(DIRECTION)
Find the line containing "of the railway" in the material below; copy that line and all following lines exactly.

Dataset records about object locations
■ ■ ■ ■ ■ ■ ■

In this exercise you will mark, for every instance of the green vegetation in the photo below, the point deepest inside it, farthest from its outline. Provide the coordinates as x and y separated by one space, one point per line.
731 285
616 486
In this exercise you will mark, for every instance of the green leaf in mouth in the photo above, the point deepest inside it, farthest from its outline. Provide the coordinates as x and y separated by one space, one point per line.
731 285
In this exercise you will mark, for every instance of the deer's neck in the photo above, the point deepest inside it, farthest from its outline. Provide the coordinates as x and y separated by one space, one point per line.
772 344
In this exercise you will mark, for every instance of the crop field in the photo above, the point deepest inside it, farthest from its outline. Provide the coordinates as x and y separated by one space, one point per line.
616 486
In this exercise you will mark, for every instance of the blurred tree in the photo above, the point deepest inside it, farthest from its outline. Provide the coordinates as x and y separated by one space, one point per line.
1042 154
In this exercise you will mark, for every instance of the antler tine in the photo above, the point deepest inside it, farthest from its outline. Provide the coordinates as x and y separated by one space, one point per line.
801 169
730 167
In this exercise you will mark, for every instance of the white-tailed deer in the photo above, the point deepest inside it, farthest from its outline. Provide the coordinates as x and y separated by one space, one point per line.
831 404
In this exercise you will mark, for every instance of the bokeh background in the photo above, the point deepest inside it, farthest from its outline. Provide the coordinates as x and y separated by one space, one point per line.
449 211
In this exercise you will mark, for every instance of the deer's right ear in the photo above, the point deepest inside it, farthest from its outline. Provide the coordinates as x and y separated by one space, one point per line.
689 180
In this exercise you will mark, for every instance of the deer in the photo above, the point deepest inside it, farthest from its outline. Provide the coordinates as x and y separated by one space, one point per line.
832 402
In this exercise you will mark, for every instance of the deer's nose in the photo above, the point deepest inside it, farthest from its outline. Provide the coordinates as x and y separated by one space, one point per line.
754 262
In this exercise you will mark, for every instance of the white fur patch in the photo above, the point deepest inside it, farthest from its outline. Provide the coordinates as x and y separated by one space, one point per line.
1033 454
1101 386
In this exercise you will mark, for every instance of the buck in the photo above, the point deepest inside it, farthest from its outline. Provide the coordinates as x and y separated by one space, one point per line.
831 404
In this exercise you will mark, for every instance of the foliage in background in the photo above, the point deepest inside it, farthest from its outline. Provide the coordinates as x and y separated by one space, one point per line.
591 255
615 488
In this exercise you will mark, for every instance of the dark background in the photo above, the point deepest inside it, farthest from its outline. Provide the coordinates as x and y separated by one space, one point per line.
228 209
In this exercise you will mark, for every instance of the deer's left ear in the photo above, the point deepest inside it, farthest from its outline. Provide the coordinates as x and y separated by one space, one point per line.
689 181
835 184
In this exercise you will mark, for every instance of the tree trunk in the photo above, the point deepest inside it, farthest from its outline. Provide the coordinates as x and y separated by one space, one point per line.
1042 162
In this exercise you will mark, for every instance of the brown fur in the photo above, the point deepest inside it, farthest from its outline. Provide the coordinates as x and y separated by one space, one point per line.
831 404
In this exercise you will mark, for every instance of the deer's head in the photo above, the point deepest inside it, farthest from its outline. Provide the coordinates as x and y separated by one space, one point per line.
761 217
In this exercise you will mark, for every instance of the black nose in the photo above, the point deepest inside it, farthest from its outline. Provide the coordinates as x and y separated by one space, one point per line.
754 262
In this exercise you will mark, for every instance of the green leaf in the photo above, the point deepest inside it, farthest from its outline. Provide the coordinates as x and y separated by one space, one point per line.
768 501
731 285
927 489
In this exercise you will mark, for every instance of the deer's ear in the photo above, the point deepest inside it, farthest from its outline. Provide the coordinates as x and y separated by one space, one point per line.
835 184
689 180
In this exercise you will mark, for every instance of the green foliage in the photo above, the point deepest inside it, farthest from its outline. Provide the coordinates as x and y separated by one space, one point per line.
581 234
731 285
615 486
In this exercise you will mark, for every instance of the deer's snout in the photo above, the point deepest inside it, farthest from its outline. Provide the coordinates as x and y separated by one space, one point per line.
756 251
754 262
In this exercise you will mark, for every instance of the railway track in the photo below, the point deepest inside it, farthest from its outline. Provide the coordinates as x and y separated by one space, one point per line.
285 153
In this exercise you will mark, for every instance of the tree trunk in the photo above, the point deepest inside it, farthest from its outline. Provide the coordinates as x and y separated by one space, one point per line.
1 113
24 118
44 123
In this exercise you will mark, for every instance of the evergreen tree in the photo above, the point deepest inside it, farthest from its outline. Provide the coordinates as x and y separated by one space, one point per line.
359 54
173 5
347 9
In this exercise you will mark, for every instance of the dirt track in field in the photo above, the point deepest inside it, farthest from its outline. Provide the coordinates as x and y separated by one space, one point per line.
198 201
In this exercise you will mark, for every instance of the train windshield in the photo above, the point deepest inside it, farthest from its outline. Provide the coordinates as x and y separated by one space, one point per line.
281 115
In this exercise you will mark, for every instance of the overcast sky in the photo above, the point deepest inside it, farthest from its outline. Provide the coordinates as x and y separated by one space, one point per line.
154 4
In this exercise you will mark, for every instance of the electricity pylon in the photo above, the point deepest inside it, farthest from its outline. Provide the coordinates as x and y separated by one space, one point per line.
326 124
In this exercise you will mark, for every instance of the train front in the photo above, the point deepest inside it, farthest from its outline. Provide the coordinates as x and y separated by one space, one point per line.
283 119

■ ■ ■ ■ ■ ■ ■

(THE RESPONSE)
In this exercise you will mark, for every instance of the railway track in the photo below, the point deepest inside it, farthest from its outline. Provide the coordinates as x and y separated by one space, one point per line.
285 153
In this exercise you will mark, for every instance of the tree trunk in the photo above, the point deepest inside it, farthest from its outline. Provide the coordinates as x and y separated by one space, one point per line.
1 113
24 118
44 123
In this exercise you will mark, for every instance of the evergreen tree in the photo above, the point deepest inside it, farthest from its outline. Provide the coordinates as x and y separated by one space, one point per line.
359 54
173 5
347 9
In this exercise you will mark, for every instance of the dirt track in field in the photo above, the point deepest inside it, farthest from its outline. Provide the coordinates as x and y separated by one space, one point per line.
198 201
In this exercise you will mark, for every instance of the train windshield in the photo above, the point deepest inside it, farthest from its outline. Provide the coordinates as x and y separated by one space, one point per line.
281 115
In this exercise you will mark, for every instance of the overcast sky in the photo above, the point deepest inside it, farthest from its outline. Provide the coordinates as x and y separated by one space, one point per line.
154 4
In this exercise you will mark, for every instance of the electricity pylon in the photo above, the point deepest inside it, farthest from its outline. Provide the coordinates as x and y separated by one space, one point per line.
326 124
In this exercise you will mark, for every instance of the train front in the photo above, the point deepest inside it, farthest from its outline. Provide the coordinates as x and y separated by one space, one point per line.
283 119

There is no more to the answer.